THE TASK:
Copy every line of the records below, beginning at the line that contains "Note: mark the steep" and continuing through the last line. Add 75 to each number in the answer coordinates and leave all other lines unchanged.

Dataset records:
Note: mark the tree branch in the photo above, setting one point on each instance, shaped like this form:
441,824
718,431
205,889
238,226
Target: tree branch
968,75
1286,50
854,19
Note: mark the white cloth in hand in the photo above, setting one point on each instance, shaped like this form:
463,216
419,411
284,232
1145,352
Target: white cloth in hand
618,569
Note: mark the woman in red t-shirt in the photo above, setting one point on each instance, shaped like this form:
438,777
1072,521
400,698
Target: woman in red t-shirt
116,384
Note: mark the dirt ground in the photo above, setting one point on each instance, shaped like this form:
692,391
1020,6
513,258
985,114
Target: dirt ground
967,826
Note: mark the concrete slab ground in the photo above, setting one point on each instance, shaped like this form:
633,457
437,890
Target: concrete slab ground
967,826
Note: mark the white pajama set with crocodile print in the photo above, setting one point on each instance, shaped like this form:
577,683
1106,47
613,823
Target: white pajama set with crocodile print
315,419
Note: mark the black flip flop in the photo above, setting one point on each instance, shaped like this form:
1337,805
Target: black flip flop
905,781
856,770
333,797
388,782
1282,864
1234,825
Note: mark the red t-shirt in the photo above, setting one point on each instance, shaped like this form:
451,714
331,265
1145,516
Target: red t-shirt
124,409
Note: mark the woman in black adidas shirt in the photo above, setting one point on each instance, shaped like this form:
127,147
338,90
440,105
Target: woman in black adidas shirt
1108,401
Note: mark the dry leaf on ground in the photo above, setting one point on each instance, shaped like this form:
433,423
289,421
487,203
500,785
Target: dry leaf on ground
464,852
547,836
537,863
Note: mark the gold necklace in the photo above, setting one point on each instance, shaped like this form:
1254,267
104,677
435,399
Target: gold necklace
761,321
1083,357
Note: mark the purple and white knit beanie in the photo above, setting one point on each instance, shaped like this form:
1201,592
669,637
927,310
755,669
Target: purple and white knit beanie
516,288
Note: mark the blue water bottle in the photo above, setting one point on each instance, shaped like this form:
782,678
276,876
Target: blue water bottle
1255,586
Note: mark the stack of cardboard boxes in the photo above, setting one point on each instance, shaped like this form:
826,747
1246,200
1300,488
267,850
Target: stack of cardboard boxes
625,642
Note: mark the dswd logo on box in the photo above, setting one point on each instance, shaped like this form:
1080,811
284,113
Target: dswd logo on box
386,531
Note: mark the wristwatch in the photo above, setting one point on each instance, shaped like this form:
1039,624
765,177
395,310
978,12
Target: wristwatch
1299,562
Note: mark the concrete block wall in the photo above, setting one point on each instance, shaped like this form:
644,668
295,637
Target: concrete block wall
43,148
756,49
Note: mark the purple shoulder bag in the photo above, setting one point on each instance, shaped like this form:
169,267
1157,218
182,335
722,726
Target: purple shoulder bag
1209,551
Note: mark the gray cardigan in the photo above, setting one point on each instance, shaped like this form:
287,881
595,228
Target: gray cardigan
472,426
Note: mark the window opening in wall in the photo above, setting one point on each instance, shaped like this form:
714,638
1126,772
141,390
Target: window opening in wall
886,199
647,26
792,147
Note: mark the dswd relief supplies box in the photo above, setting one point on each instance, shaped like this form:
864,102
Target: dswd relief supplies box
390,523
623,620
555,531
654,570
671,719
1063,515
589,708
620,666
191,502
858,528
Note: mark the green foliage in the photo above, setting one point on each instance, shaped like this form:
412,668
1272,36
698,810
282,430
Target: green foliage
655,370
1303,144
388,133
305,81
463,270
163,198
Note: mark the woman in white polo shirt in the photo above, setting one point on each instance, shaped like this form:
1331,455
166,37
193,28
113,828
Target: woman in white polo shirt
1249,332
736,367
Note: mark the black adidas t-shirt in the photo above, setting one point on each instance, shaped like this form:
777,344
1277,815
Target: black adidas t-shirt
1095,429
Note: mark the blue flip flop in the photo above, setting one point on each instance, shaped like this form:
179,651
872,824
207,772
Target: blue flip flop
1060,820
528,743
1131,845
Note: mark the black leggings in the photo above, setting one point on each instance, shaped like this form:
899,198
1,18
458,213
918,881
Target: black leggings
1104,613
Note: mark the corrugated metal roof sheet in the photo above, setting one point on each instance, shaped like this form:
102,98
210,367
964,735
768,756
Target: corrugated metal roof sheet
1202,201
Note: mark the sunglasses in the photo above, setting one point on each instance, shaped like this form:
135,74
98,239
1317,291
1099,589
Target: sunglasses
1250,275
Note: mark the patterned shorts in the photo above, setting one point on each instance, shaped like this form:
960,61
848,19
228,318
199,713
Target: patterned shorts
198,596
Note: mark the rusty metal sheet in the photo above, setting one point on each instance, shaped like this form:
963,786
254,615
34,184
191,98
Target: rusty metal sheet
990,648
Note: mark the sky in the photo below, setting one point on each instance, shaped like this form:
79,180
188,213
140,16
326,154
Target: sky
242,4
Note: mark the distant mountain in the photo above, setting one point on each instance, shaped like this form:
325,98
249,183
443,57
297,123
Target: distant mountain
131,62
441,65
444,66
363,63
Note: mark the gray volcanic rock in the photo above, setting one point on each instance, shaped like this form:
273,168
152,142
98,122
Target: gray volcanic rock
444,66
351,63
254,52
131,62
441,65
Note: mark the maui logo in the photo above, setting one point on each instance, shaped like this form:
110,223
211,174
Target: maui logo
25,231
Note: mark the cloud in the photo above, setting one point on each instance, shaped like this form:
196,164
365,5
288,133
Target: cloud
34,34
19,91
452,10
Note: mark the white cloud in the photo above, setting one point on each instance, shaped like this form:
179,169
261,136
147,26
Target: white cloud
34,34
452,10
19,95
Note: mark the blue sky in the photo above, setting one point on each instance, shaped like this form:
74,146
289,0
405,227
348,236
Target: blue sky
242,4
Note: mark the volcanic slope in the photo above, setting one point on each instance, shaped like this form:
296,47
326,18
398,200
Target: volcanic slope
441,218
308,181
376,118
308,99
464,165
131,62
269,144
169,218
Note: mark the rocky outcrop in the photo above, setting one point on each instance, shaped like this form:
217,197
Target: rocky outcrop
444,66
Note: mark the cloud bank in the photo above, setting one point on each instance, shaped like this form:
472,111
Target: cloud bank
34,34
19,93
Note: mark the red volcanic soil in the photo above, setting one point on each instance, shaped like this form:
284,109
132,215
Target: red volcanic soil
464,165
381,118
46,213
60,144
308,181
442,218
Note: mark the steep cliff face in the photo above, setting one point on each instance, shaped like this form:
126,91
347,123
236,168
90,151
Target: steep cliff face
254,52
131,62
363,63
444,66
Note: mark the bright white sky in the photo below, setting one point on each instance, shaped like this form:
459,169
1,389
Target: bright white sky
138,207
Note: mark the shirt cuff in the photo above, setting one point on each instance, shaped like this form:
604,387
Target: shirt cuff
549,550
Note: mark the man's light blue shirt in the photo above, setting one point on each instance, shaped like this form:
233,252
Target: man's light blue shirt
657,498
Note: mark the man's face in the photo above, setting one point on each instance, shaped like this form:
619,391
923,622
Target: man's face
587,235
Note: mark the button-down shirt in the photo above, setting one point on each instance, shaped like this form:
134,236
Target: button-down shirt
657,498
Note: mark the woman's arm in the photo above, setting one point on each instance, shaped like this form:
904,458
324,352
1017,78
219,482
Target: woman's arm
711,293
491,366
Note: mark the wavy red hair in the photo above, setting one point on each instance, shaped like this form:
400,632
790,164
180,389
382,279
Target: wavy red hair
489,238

EXERCISE RESULT:
Note: mark the steep cliff face in the photo above, setting one point on each instance, shaped like this form:
126,91
347,123
236,168
90,151
Target: steep cliff face
329,127
206,137
438,138
519,141
Note: mark the bright white sky in the photo below, setting one point on each instance, shaped like this form:
459,169
1,389
Target: bright white sky
213,282
Note: mark the shirt cuff in the photo above, setting one point on each instance, shaped like this form:
604,387
Target: shirt cuff
624,625
Note: mark the man's light blue shirt in the photo above, setting one point on each instance, shaped like this form:
233,252
Target: man's light blue shirt
732,573
Note: mark the man's face in the photo above, setting one point on each instance, shaped like this form:
619,391
923,622
Target: man's face
662,310
Note: mark the button-down shirt in the photo above, setting one point on each instance, shaped like this form:
134,236
Target: button-down shirt
732,573
Note: mark the woman's arm in the photo above, setting one point on each instance, shaped like this form:
904,458
324,352
1017,78
219,482
Target: woman's arm
786,368
566,441
Note: mark the wavy red hair in the photo above, setting one point on each instance, shaped like this form:
400,632
790,164
180,389
382,279
Target: wavy red hair
564,313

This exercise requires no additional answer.